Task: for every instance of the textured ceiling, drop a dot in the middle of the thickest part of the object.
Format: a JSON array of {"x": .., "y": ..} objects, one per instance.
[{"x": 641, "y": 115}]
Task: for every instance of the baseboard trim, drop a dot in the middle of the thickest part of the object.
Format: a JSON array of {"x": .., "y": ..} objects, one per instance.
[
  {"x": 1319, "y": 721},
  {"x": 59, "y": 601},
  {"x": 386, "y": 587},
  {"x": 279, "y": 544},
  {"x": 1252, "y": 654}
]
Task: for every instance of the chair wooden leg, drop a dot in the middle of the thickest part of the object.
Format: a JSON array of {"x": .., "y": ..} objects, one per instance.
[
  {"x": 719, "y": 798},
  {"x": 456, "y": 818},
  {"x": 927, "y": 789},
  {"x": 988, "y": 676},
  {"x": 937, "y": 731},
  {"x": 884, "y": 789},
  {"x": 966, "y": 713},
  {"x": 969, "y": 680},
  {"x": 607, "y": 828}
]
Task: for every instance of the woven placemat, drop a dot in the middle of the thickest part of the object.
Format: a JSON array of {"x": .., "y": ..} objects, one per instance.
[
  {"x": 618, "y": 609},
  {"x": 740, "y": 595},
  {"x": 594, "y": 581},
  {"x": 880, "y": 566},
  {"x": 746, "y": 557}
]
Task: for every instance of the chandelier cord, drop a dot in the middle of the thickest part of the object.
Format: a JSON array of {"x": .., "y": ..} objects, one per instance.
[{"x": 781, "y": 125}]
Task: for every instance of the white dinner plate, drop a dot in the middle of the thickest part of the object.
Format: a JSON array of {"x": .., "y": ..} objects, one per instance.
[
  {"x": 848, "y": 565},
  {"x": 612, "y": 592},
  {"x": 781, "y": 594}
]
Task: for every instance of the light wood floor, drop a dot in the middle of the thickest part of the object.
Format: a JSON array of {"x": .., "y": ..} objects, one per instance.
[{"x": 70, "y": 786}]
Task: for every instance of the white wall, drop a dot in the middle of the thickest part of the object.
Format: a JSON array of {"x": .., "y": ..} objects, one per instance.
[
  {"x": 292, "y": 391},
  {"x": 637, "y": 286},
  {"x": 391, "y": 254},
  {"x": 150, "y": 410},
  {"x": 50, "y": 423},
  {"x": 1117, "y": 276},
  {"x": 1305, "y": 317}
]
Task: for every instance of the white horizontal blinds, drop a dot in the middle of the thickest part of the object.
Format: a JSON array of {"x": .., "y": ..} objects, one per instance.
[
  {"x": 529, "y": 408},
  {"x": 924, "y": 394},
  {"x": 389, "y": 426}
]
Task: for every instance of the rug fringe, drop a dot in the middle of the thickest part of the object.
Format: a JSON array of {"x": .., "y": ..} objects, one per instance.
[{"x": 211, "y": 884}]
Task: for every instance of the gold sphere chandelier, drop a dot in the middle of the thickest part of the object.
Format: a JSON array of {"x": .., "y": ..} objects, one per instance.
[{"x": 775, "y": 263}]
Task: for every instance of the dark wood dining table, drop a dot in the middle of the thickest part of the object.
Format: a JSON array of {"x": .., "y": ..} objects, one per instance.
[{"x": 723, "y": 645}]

DIRECTIVE: Reproduce all the items above, substituting "place a point" for every occurrence of "drop a dot" and leaving everything else unchanged.

IN RESPONSE:
Task: for every instance of the textured ceiling, place a point in the middle of the thickest part of the object.
Format: a JSON array of {"x": .., "y": ..} objects, one per instance.
[{"x": 641, "y": 115}]
Task: for every instance of the baseboard trim, place a point in the middle of the thickest part of the object.
Format: a JSON array of {"x": .., "y": ..} objects, one per instance.
[
  {"x": 1319, "y": 721},
  {"x": 59, "y": 601},
  {"x": 386, "y": 587},
  {"x": 279, "y": 544},
  {"x": 1252, "y": 654}
]
Task: for every instance of the chair wooden leg, place a point in the middle of the thickest part of the object.
Format: a JSON array of {"x": .., "y": ..} objects, one per instance.
[
  {"x": 719, "y": 798},
  {"x": 456, "y": 818},
  {"x": 927, "y": 789},
  {"x": 988, "y": 676},
  {"x": 937, "y": 731},
  {"x": 884, "y": 789},
  {"x": 966, "y": 713},
  {"x": 969, "y": 680},
  {"x": 607, "y": 828}
]
Task: for every instance of the woven placemat, place a point in the middle of the thickest part of the object.
Format: a JSON array of {"x": .., "y": ..} objects, one per instance.
[
  {"x": 618, "y": 609},
  {"x": 740, "y": 595},
  {"x": 594, "y": 581},
  {"x": 880, "y": 566},
  {"x": 746, "y": 557}
]
Task: for every instance of the chandelier cord, place a point in the middle of the thickest part of the object.
Format: a JSON array of {"x": .., "y": ..} objects, one per instance.
[{"x": 781, "y": 125}]
Task: for every instance of the white dinner plate, place a point in the middle of the thickest part of the object.
Format: a JSON array of {"x": .., "y": ..} objects, one per instance.
[
  {"x": 848, "y": 565},
  {"x": 612, "y": 592},
  {"x": 781, "y": 594}
]
Task: for every instance of the light wood floor, place a point in the middle of the thickest part of the object.
Format: a JSON array of {"x": .., "y": ..} objects, one per instance.
[{"x": 70, "y": 786}]
Task: for every instance of the white wall, place a point in the middle of the thickest part of the object.
Format: a JSON array of {"x": .., "y": ..} objects, one per instance.
[
  {"x": 292, "y": 391},
  {"x": 637, "y": 286},
  {"x": 391, "y": 254},
  {"x": 150, "y": 410},
  {"x": 50, "y": 423},
  {"x": 1117, "y": 276},
  {"x": 1305, "y": 317}
]
Task: for every instance of the white horizontal blinds, place a point in the middle of the thickest part of the object.
Format: a JSON array of {"x": .., "y": ..} objects, one per instance.
[
  {"x": 529, "y": 408},
  {"x": 924, "y": 394},
  {"x": 389, "y": 426}
]
Task: for every instance of the rug fringe, place a point in the middle of the thickest part of the object.
Format: a JSON array of {"x": .., "y": ..} objects, one per instance.
[{"x": 211, "y": 884}]
Task: for every instance of the gold sphere chandelier, place a point in the middle of the thickest part of the object.
Format: a JSON array of {"x": .., "y": ..} objects, one per instance.
[{"x": 775, "y": 263}]
Task: for every instance of the dark wood dining table, place a point in the middle of the thickest part of the object.
Format: a JSON array of {"x": .., "y": ..} objects, one per instance.
[{"x": 723, "y": 645}]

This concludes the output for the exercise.